- **Stated task**
Reproduce every row below verbatim, keeping each character, tab and line break unchanged.
○ ○ ○ ○ ○ ○ ○
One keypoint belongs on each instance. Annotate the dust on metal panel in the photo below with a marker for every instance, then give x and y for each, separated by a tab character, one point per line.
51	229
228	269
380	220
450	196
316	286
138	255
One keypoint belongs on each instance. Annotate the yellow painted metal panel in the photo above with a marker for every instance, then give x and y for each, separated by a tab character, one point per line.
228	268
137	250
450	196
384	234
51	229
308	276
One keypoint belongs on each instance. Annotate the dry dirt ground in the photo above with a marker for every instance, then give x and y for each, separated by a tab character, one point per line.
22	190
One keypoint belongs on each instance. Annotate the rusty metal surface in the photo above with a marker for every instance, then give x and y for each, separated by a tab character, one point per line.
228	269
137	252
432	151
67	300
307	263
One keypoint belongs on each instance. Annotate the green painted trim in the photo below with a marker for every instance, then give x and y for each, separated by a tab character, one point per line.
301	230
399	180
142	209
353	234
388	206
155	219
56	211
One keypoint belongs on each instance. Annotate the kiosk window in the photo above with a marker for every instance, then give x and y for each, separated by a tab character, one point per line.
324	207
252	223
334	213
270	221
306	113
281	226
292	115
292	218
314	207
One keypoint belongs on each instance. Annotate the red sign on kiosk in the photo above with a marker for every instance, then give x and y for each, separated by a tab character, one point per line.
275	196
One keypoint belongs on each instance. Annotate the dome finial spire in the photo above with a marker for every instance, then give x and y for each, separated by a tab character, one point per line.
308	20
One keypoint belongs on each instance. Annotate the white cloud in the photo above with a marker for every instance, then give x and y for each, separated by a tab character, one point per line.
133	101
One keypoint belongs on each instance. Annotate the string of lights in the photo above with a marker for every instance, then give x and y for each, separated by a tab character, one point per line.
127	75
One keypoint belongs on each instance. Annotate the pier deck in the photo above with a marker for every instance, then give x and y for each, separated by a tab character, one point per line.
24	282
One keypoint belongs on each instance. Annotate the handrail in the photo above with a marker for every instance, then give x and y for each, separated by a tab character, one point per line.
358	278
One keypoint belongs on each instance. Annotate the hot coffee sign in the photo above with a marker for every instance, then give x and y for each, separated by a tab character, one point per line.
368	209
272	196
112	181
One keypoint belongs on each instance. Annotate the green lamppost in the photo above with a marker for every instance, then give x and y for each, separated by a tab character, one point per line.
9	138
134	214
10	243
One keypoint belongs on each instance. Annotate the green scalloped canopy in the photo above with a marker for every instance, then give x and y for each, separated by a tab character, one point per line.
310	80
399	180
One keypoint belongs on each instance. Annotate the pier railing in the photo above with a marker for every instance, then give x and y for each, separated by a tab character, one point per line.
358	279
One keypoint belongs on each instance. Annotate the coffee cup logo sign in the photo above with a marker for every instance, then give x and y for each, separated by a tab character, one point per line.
○ ○ ○ ○ ○ ○ ○
- **Answer to the problem**
One keypoint belongs on each instance. Annotate the dust on metal panel in the photo below with a marker for every instance, then give x and y for each, separated by a tab character, one point per line.
51	229
228	269
380	220
450	196
316	286
138	255
One keypoint belongs on each instance. Annotate the yellow painted metal panel in the photo above with a marker for every instance, then give x and y for each, separated by a tab character, one point per line.
228	268
137	250
450	196
384	234
51	229
308	276
One keypoint belongs on each instance. Annotate the dry dirt ground in the photo above with a marker for every instance, then give x and y for each, separated by a tab character, one point per line.
22	190
One keypoint belongs on each instance. Annotate the rusty metal surface in the photo above with a marker for every instance, then give x and y for each, separated by a tab character, one point per line.
228	269
137	252
432	151
67	300
307	263
One keypoint belongs on each instance. Annotate the green painted trim in the photo below with a marker for every instance, then give x and y for each, separated by a tab character, one point per line.
301	230
399	180
142	209
353	234
388	206
155	219
56	211
One keypoint belongs on each instance. Annotate the kiosk window in the photo above with a marker for every instance, then give x and y for each, separated by a tab character, one point per line.
324	207
252	223
334	213
270	221
306	113
281	226
292	115
292	218
314	207
One keypoint belongs on each instance. Annotate the red sign on kiosk in the photo above with a marker for every instance, then give x and y for each, separated by a tab character, one point per line.
275	196
One keypoint belongs on each instance. Annotate the dome finial spire in the photo above with a marker for every instance, then give x and y for each, separated by a tab character, one point per line.
308	20
One keypoint belongs on each instance. Annotate the white cloud in the photo above with a marker for every instance, then give x and y for each, separated by a tab character, one point per line.
133	101
One keypoint belongs on each instance. Annotate the string of lights in the photo above with a marker for every instance, then give x and y for each, separated by a tab character, one point per line.
127	75
One keypoint belongs on each instance. Annotate the pier deck in the photo above with a marker for every instance, then give x and y for each, separated by a tab character, one point per line.
24	282
One keypoint belongs on each instance. Annotate the handrail in the photo above with a marker for every instance, then give x and y for each, separated by a tab character, one point per line.
358	278
One keypoint belongs on each instance. Annotate the hot coffee sign in the photo above with a marker for every instance, then give x and y for each, separated by a tab character, one point per line.
368	209
272	196
112	181
One keypoint belongs on each instance. Annotate the green lamppost in the photo above with a marker for every instance, then give x and y for each, separated by a tab character, one point per line.
9	138
134	214
10	243
One keypoint belongs on each instance. Annotate the green scalloped canopy in the photo above with a marker for every instance, then give x and y for each, separated by a tab character, one point per line.
310	80
399	180
One keypoint belongs on each instance. Annotate the pier railing in the photo above with a marker for every instance, then give x and y for each, separated by a tab character, one point per line.
358	279
One keypoint belongs on each instance. Annotate the coffee cup logo sign in the photo above with a marker for every instance, then give x and y for each, separated by a tab character, one point per line.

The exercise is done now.